Segment Open

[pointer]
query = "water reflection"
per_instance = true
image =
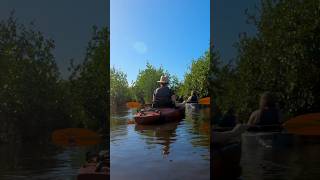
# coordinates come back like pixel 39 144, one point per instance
pixel 163 134
pixel 280 156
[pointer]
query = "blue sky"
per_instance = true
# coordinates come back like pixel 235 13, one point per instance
pixel 69 23
pixel 163 32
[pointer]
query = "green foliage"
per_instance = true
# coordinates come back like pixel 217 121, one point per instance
pixel 30 89
pixel 120 93
pixel 90 83
pixel 282 58
pixel 197 77
pixel 34 99
pixel 146 83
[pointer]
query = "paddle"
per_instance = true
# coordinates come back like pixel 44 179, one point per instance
pixel 75 137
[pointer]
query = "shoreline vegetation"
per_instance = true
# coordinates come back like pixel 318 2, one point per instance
pixel 35 99
pixel 282 58
pixel 141 90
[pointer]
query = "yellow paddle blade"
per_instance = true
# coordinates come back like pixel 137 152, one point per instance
pixel 204 101
pixel 75 137
pixel 308 124
pixel 133 105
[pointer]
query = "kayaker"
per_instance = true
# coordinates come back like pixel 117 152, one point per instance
pixel 193 98
pixel 268 112
pixel 163 96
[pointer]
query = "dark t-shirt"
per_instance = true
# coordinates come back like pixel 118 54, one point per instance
pixel 162 97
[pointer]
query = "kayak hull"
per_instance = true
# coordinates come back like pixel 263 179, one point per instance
pixel 160 115
pixel 88 172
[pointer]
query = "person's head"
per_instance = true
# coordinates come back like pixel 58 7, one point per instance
pixel 164 80
pixel 193 93
pixel 267 100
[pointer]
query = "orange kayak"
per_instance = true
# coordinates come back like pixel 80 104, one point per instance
pixel 159 115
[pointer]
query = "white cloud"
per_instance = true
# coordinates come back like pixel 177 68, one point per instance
pixel 140 47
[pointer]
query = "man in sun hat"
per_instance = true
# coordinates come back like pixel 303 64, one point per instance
pixel 163 96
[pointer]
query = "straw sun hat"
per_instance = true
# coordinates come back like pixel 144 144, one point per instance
pixel 164 79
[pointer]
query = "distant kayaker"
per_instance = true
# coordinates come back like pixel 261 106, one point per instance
pixel 163 96
pixel 193 98
pixel 267 114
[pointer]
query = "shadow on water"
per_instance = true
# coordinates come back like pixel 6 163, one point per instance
pixel 280 156
pixel 41 161
pixel 156 151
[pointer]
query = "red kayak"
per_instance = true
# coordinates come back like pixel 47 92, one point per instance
pixel 159 115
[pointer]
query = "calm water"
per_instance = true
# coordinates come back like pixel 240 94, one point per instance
pixel 40 162
pixel 279 156
pixel 169 151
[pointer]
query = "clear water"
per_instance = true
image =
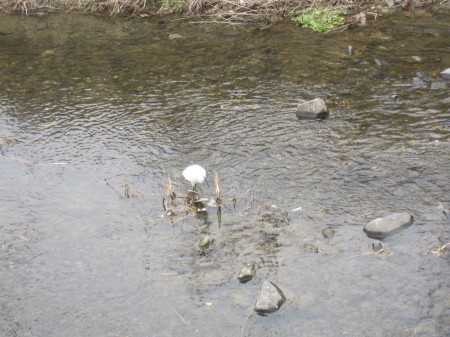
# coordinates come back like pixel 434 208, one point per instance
pixel 89 104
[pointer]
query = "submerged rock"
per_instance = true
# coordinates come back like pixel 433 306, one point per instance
pixel 437 85
pixel 418 83
pixel 446 73
pixel 247 273
pixel 205 241
pixel 382 227
pixel 328 233
pixel 312 109
pixel 270 298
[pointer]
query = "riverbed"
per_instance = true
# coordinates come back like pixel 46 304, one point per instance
pixel 98 113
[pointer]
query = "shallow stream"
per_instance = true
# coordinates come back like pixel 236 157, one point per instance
pixel 91 104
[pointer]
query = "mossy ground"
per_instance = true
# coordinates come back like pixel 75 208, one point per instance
pixel 247 11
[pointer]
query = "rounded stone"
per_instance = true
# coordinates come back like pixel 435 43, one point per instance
pixel 270 298
pixel 312 109
pixel 247 273
pixel 382 227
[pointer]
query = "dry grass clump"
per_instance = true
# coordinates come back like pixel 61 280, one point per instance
pixel 224 10
pixel 113 7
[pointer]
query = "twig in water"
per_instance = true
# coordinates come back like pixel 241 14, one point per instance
pixel 380 252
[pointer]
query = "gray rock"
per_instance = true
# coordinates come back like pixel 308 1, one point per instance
pixel 382 227
pixel 175 36
pixel 446 73
pixel 418 83
pixel 312 109
pixel 205 241
pixel 328 233
pixel 350 50
pixel 270 298
pixel 247 273
pixel 437 85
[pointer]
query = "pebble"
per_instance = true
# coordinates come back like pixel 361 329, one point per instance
pixel 437 85
pixel 382 227
pixel 312 109
pixel 270 298
pixel 446 73
pixel 328 233
pixel 247 273
pixel 418 83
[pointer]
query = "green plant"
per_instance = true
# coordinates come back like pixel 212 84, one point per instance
pixel 320 19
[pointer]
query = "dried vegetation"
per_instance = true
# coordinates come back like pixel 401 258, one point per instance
pixel 223 10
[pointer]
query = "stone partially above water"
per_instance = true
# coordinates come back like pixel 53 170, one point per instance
pixel 247 273
pixel 270 298
pixel 382 227
pixel 312 109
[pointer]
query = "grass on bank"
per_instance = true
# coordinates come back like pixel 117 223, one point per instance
pixel 319 15
pixel 225 9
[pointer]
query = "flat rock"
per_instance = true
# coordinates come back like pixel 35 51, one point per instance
pixel 247 273
pixel 382 227
pixel 270 298
pixel 446 73
pixel 312 109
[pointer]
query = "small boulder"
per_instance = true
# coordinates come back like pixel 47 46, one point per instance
pixel 270 298
pixel 312 109
pixel 382 227
pixel 247 273
pixel 446 73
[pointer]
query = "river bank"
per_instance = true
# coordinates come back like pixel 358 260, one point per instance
pixel 231 11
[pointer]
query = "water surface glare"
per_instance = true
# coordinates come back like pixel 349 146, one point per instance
pixel 91 104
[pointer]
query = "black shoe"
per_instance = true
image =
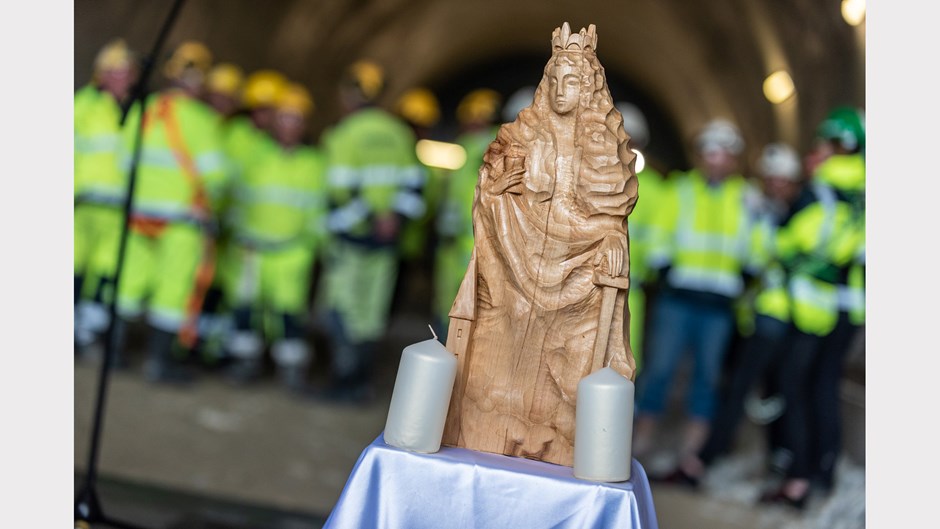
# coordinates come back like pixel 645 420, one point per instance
pixel 778 497
pixel 677 477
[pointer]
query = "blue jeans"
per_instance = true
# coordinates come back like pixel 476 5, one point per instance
pixel 679 323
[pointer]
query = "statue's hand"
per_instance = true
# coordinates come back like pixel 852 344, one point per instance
pixel 510 179
pixel 611 255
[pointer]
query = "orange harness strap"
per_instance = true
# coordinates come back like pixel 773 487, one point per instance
pixel 205 271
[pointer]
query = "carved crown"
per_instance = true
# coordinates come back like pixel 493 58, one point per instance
pixel 563 39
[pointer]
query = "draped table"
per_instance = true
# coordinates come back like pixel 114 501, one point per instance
pixel 456 488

Segment Closed

## Task directions
Exclude the pictures and give back the rest of the data above exactly as written.

## Solution for this problem
[pointer]
query = "water reflection"
per_instance = true
image =
# coordinates come back like pixel 39 144, one point per instance
pixel 163 134
pixel 280 156
[pointer]
query = "blue sky"
per_instance = true
# coordinates come back like pixel 235 13, one point per instance
pixel 69 23
pixel 163 32
[pointer]
query = "green foliage"
per_instance = true
# coordinates come back like pixel 217 121, one point per instance
pixel 30 89
pixel 120 93
pixel 90 83
pixel 282 58
pixel 197 77
pixel 34 99
pixel 146 83
[pointer]
query = "paddle"
per_instance = true
# coordinates come back like pixel 44 179, one point per instance
pixel 75 137
[pointer]
query = "shoreline vegetation"
per_instance = true
# coordinates come back like pixel 318 2, one point per instance
pixel 35 99
pixel 282 58
pixel 141 90
[pointer]
query = "yellow paddle blade"
per_instance = true
# coordinates come back like pixel 137 152, one point per instance
pixel 204 101
pixel 75 137
pixel 308 124
pixel 133 105
[pointer]
query = "kayaker"
per_instance = true
# coordinates come back like pixel 117 152, one point per instance
pixel 193 98
pixel 268 112
pixel 163 96
[pointer]
query = "dark t-shirt"
per_instance = true
# coordinates come back like pixel 118 54, one point per instance
pixel 162 97
[pointer]
query = "kayak hull"
per_instance = true
# coordinates come back like pixel 263 179, one point per instance
pixel 160 115
pixel 88 172
[pointer]
query = "person's head"
per_instance = true
# coordinates come back like pixel 58 7, one point per instance
pixel 164 80
pixel 193 93
pixel 267 100
[pointer]
query = "orange kayak"
per_instance = true
# coordinates come back like pixel 80 104, one point per instance
pixel 159 115
[pointer]
query = "white cloud"
per_instance = true
# coordinates come back like pixel 177 68, one point per instance
pixel 140 47
[pointer]
query = "man in sun hat"
per_instance = true
# coordinates come back like pixel 303 64, one point per instance
pixel 163 96
[pointer]
query = "straw sun hat"
per_instance = true
# coordinates come back like pixel 144 144, one point per instance
pixel 164 79
[pointer]
query = "distant kayaker"
per_instance = true
# coordinates come back like pixel 261 106, one point per instance
pixel 163 96
pixel 193 98
pixel 267 114
[pointer]
query = "shadow on water"
per_instance = true
# coordinates come back like pixel 6 163, one point per instance
pixel 280 156
pixel 41 161
pixel 156 151
[pointer]
query = "red kayak"
per_instance = true
# coordinates come back like pixel 47 92, one point per instance
pixel 159 115
[pointer]
query = "calm water"
per_instance = true
# coordinates come back like pixel 240 94, one point per instance
pixel 40 162
pixel 279 156
pixel 169 151
[pointer]
query = "clear water"
per_instance = true
image =
# coordinates come back like pixel 434 208, one point per instance
pixel 89 104
[pointer]
query = "submerged rock"
per_instance = true
# coordinates come back like pixel 433 306, one point per instance
pixel 437 85
pixel 418 83
pixel 446 73
pixel 247 273
pixel 205 241
pixel 382 227
pixel 328 233
pixel 312 109
pixel 270 298
[pointer]
query = "riverbed"
per_instance = true
# coordinates come back like pixel 46 304, one point per instance
pixel 98 113
[pointer]
query = "shallow stream"
per_instance = true
# coordinates come back like pixel 236 157, one point per instance
pixel 91 104
[pointer]
query = "mossy ground"
per_instance = true
# coordinates come back like pixel 75 208, one point per instance
pixel 247 11
[pointer]
query = "rounded stone"
per_instance = true
# coordinates come back like pixel 435 43, one point per instance
pixel 270 298
pixel 312 109
pixel 247 273
pixel 382 227
[pointer]
query = "dry grass clump"
per_instance = true
# coordinates come back like pixel 61 280, one point per instance
pixel 224 10
pixel 113 7
[pointer]
query = "twig in water"
per_instance = true
# coordinates come back like pixel 241 14, one point per instance
pixel 380 252
[pointer]
query = "gray rock"
per_instance = true
# coordinates come back like pixel 308 1, one point per instance
pixel 382 227
pixel 175 36
pixel 446 73
pixel 418 83
pixel 312 109
pixel 205 241
pixel 328 233
pixel 350 50
pixel 270 298
pixel 247 273
pixel 437 85
[pointer]
query = "pebble"
per_instance = true
# coordinates come back like pixel 361 329, one point per instance
pixel 437 85
pixel 382 227
pixel 312 109
pixel 270 298
pixel 446 73
pixel 328 233
pixel 247 273
pixel 418 83
[pointer]
query = "green plant"
per_instance = true
# coordinates come back like pixel 212 84, one point per instance
pixel 320 19
[pointer]
query = "dried vegetation"
per_instance = true
# coordinates come back like pixel 401 258, one point per instance
pixel 223 10
[pointer]
query = "stone partially above water"
per_instance = true
# coordinates come back like pixel 53 170, one point per instance
pixel 247 273
pixel 270 298
pixel 382 227
pixel 312 109
[pointer]
query = "grass on bank"
per_instance = true
# coordinates come back like pixel 117 223, one point per instance
pixel 319 15
pixel 225 9
[pointer]
query = "flat rock"
per_instance = true
# coordinates come back like pixel 35 51, one point per instance
pixel 247 273
pixel 382 227
pixel 270 298
pixel 446 73
pixel 312 109
[pointer]
query = "small boulder"
per_instance = true
# coordinates come back like pixel 47 46, one point per instance
pixel 270 298
pixel 312 109
pixel 382 227
pixel 247 273
pixel 446 73
[pointer]
query = "river bank"
per_instance = true
# coordinates come back like pixel 358 260, one point per instance
pixel 231 11
[pointer]
query = "water surface glare"
per_instance = true
# coordinates come back like pixel 349 146, one point per instance
pixel 91 104
[pointer]
query = "black shoe"
per_instance = true
image =
# coordinates come back like pixel 645 420, one point per instance
pixel 778 497
pixel 677 477
[pointer]
query = "blue jeans"
per_instance = true
# coordinates come back like pixel 476 5, one point per instance
pixel 679 323
[pointer]
query = "statue's hand"
per_instance = true
# coordinates come back like pixel 852 344, one point per instance
pixel 510 179
pixel 611 255
[pointer]
query = "orange harness strap"
per_instance = true
# coordinates come back like pixel 773 487, one point per instance
pixel 205 271
[pointer]
query = "carved crown"
per_instance = true
# coordinates come back like pixel 493 58, one point per instance
pixel 563 39
[pointer]
query = "draped table"
per_instance = true
# coordinates come back like pixel 114 501, one point per instance
pixel 456 488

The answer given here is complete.